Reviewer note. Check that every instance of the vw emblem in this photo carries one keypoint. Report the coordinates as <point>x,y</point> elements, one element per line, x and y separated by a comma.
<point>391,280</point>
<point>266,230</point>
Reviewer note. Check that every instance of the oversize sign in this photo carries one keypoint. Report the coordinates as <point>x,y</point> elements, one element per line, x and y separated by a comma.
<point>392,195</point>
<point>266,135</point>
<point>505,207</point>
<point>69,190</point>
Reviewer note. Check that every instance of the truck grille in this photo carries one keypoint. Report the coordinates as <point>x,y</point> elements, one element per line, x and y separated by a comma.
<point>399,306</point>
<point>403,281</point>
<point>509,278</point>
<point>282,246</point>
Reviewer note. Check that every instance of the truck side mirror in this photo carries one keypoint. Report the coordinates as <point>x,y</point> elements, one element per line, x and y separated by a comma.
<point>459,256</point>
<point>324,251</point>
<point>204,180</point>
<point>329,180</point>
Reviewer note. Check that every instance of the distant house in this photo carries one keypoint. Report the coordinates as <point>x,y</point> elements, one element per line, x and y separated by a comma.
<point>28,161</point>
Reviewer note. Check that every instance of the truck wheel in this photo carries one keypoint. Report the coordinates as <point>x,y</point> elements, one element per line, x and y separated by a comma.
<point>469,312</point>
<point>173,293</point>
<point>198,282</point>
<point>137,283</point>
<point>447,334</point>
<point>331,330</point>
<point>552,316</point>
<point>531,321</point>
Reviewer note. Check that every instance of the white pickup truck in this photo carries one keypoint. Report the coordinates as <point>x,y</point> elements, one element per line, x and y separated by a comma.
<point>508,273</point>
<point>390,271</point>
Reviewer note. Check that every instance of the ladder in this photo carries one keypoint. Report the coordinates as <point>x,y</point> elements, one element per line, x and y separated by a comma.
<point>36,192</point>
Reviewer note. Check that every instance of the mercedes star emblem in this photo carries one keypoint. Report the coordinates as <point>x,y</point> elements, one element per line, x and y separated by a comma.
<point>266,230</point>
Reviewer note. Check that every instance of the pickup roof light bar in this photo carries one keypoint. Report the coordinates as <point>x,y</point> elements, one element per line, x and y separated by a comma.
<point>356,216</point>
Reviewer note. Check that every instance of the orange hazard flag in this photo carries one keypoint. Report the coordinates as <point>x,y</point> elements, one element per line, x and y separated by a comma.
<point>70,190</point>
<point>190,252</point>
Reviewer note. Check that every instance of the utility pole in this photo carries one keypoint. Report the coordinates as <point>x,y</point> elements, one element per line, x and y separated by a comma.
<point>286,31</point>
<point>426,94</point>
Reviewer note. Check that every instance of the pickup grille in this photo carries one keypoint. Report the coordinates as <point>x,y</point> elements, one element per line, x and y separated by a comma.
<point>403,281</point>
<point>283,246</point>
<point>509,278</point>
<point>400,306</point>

Task statement >>
Rewrite all the records above, replacing "keypoint" with "marker" wherever it occurs and leaving everything else unchanged.

Reply >>
Reviewer note. Check that every instance of the vw emblem in this photo carries one marker. Report the coordinates as <point>x,y</point> elements, one element per line, x and y separated by a comma.
<point>391,280</point>
<point>266,230</point>
Reviewer note. Check that every instance of the oversize sign in this photo carries one marker. Report the coordinates as <point>x,y</point> elements, one element per line, x and y separated by a comma.
<point>392,195</point>
<point>266,135</point>
<point>505,207</point>
<point>69,190</point>
Reviewer note. Check that every instance of the truck grille in this photo carries one marker. Report the coordinates as <point>x,y</point> elements, one element per line, x and y separated by a comma.
<point>399,306</point>
<point>403,281</point>
<point>509,278</point>
<point>282,246</point>
Reviewer note. Check that every instance of the truck side mirror in this photo carries one marker. Report the coordinates as <point>x,y</point> elements, one element per line, x and y separated by a comma.
<point>459,256</point>
<point>324,251</point>
<point>204,180</point>
<point>329,180</point>
Reviewer note. Check that every instance of the distant house in this photo carries one marker. Report the coordinates as <point>x,y</point> elements, one element per line, x and y separated by a comma.
<point>28,161</point>
Reviewer note. Check that every instance of the truck wheel in this photo carries one marker. Report the coordinates as <point>x,y</point> elements, one element per line, x and y separated by a comma.
<point>469,312</point>
<point>173,293</point>
<point>198,282</point>
<point>137,283</point>
<point>447,334</point>
<point>331,330</point>
<point>552,316</point>
<point>531,321</point>
Reviewer note. Check that every instance of the white pickup truck in this photo carries one marker. Report the coordinates as <point>x,y</point> elements, one element per line, x and y separated by a comma.
<point>508,273</point>
<point>390,271</point>
Reviewer note. Check that every instance of the ladder in this photo carries one marker. Report the coordinates as <point>x,y</point> elements, one element per line, x and y separated by a comma.
<point>36,192</point>
Reviewer note. Check that every instance of the mercedes star emblem in this photo carries one marker. Report the coordinates as <point>x,y</point> elements, one element per line, x and y separated by a comma.
<point>266,230</point>
Reviewer note. Check that every instance of the pickup roof light bar in this photo carries one marker. Report the coordinates as <point>x,y</point> elements, one element per line, x and y separated by a comma.
<point>356,216</point>
Reviewer note. Check that every instance of the orange hazard flag in this photo carries one marker. Report the coordinates as <point>x,y</point> elements, one element per line, x and y separated by a comma.
<point>70,190</point>
<point>190,252</point>
Reviewer note. Check that every instance of the utility pole in this photo carries one marker. Report the coordinates as <point>x,y</point> elements, one element per line, x and y separated by a comma.
<point>286,31</point>
<point>426,94</point>
Reviewer note. Check that every instance of the pickup grille in this photo carries one marker. Report the coordinates as <point>x,y</point> elements, one element per line, x and y separated by a comma.
<point>403,281</point>
<point>283,246</point>
<point>509,278</point>
<point>400,306</point>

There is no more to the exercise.